Quoted passage —
····················
Chinese Coconut Buns Recipe - Food.com image

Soft Buns with a yummy coconut filling. Just like the ones your get from Chinese bakeries and when you're out having Dim Sum. Make sure you read the recipe first then get all your ingredients togethor. Also, remeber there is a different between liquid measure and dry measure. This Recipe Comes from Rhonda Parkinson from About.com

Total Time 3 hours 48 minutes

Prep Time 3 hours 30 minutes

Cook Time 18 minutes

Yield 12 Buns, 6-12 serving(s)

Number Of Ingredients 17

2 3/4 cups coconut flakes
2 tablespoons granulated sugar
4 tablespoons melted margarine (or butter)
2 large egg yolks
1/3 cup very warm water
1 teaspoon granulated sugar
2 teaspoons active dry yeast
1/3 cup granulated sugar
1/2 teaspoon salt
3 tablespoons cooking oil
1/4 cup boiling water
1 large egg, fork-beaten
2 1/4 cups white bread flour
2 large eggs
2 tablespoons water
2 tablespoons liquid honey
2 tablespoons water

Steps:

  • Preheat Oven to 350 degree Fahrenheit
  • Coconut Filling:
  • Process coconut and sugar in blender or food processor until very fine. Turn into small bowl.
  • Stir in margarine and egg yolk until paste-like consistency.
  • Dough:.
  • Stir warm water and first amount of sugar in small dish until sugar is dissolved. Sprinkle yeast over top. Let stand for 10 minutes. Stir to dissolve yeast.
  • Stir second amount of sugar, salt and cooking oil in large bowl. Add boiling water. Stir until sugar is dissolved. Stir in egg and yeast mixture.
····················
Excerpts from a pointing dataset —
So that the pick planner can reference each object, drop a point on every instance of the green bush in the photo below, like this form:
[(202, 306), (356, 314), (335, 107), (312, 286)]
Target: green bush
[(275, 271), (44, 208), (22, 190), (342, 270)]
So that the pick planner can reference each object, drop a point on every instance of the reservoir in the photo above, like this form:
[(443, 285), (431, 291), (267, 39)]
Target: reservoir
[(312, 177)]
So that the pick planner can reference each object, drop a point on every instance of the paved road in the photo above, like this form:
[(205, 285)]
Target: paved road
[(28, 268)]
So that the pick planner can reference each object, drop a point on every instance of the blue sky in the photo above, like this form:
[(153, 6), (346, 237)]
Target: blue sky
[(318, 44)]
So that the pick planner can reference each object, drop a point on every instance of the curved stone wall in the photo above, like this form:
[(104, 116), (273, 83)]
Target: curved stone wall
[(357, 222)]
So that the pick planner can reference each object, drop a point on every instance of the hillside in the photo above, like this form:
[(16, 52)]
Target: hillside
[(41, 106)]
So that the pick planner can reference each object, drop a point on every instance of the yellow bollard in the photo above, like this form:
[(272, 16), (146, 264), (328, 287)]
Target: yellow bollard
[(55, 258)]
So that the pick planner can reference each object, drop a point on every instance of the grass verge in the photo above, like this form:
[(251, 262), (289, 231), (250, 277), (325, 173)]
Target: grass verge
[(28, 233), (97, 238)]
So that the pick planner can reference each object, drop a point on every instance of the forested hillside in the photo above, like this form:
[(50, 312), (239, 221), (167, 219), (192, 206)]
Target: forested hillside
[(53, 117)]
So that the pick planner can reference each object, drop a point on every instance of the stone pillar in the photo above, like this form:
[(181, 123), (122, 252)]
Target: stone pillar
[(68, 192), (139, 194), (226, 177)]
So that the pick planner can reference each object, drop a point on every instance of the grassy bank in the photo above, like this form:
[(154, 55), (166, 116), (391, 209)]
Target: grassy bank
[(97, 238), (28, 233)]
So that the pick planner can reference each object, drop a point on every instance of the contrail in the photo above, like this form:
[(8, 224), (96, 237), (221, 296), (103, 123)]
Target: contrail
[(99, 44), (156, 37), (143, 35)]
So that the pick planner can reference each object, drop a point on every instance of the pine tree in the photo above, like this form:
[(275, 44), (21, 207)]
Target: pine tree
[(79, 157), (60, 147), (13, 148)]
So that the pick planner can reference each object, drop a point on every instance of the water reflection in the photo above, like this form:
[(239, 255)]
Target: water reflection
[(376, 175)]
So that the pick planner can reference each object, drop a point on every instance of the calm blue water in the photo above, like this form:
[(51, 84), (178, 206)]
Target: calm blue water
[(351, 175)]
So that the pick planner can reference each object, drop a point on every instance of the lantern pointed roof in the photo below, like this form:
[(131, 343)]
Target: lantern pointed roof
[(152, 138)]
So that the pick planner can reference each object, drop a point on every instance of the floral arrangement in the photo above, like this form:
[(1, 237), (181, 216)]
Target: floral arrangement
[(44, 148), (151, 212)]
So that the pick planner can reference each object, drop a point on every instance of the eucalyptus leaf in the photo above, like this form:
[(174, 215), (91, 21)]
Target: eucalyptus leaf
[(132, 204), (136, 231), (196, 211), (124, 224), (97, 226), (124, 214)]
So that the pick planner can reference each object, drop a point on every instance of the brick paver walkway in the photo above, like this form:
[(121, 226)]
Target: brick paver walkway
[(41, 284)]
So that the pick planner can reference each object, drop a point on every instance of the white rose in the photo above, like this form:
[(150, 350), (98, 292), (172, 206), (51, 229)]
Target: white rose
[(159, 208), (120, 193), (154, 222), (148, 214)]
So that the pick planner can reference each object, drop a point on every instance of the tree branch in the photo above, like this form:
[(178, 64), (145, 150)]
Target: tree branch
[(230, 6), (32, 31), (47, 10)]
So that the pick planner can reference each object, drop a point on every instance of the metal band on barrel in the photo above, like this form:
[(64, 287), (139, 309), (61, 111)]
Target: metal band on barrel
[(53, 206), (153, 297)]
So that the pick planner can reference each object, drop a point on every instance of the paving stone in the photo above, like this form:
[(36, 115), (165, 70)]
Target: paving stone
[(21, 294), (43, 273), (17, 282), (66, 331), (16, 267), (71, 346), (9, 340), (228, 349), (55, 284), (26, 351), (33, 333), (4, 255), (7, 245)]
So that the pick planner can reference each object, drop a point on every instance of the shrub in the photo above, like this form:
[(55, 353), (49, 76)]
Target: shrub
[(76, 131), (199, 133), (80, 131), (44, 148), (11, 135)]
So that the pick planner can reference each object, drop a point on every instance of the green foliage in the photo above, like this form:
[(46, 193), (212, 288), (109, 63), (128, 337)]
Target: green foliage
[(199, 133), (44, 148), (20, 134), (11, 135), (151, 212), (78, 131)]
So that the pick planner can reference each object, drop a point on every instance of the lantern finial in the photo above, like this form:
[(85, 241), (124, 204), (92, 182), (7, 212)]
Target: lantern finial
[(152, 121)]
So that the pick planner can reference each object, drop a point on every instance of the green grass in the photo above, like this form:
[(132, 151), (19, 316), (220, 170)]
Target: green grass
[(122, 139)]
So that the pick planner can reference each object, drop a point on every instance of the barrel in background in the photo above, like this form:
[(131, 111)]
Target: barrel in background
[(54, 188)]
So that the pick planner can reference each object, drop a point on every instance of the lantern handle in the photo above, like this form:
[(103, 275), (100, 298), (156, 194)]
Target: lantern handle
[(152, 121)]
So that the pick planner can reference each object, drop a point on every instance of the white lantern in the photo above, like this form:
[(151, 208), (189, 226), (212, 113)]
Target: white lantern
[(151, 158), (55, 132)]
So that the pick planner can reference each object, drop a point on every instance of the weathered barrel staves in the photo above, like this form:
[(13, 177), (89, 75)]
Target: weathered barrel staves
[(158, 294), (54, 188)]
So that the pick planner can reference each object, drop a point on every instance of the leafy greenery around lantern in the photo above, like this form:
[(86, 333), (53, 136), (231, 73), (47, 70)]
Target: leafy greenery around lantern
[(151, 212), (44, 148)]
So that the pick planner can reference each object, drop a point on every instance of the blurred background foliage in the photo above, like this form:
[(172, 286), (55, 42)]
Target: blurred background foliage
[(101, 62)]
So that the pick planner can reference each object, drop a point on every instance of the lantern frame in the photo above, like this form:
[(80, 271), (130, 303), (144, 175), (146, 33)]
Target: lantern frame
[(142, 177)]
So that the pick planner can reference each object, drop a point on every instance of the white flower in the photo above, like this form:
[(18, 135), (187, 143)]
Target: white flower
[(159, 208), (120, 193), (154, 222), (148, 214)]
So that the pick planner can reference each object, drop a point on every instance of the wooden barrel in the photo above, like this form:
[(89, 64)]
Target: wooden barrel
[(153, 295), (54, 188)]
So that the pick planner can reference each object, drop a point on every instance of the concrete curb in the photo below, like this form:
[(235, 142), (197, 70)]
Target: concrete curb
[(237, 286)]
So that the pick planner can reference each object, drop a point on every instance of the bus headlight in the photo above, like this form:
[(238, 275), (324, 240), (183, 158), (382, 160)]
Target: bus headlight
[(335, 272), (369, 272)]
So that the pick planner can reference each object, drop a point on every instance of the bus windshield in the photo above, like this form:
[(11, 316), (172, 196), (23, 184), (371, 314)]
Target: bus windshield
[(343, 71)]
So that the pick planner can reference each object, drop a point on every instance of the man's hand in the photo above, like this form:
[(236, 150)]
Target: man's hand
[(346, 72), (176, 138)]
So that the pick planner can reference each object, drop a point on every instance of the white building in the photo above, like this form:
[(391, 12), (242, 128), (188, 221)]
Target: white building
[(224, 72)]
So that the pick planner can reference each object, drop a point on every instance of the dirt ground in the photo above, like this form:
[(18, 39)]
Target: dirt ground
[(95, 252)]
····················
Short problem A — In the coconut bun recipe, why is the yeast mixture stirred after it has stood for 10 minutes?
Short problem B — Can you resume the coconut bun recipe after its last step and keep writing it from there?

Exercise answer A — The stirring is there to dissolve the yeast, which was sprinkled over the sugar water and left to stand.

Exercise answer B —
  • Slowly work in enough flour until soft dough forms. Turn out onto lightly floured surface. Knead for about 10 minutes until smooth and elastic. Place dough in large greased bowl, turning once to grease top. Cover with greased waxed paper and tea towel. Let stand in oven with light on and door closed for 1 1/2 to 2 hours until doubled in bulk.
  • Punch dough down. Cover. Let rest for 5 minutes. Shape into 2, 12 inch (30 cm) logs.
  • Divide dough into 12 portions. Press and stretch each portion into 5 X 3 inch (12.5 X 7.5 cm) oblong shape. Place rounded 1 1/2 tablespoon (25 ml) filling lengthwise along centre of each piece.
  • Bring long sides up and over filling, pinching all edges together to seal. Place, seam-side down, on greased baking sheet. Cover with greased waxed paper and tea towel. Let stand in oven with light on and door closed for about 1 hour until doubled in size.
  • Egg Wash:
  • Beat egg and water together with fork in small cup. Brush over buns. Bake in 350 degree Fahrenheit (175 degree Celsius) oven for 15 to 18 minutes until golden brown.
  • Honey Wash:.
  • Combine honey and hot water in separate small cup. Brush over warm buns. Serve warm. Makes 12 buns.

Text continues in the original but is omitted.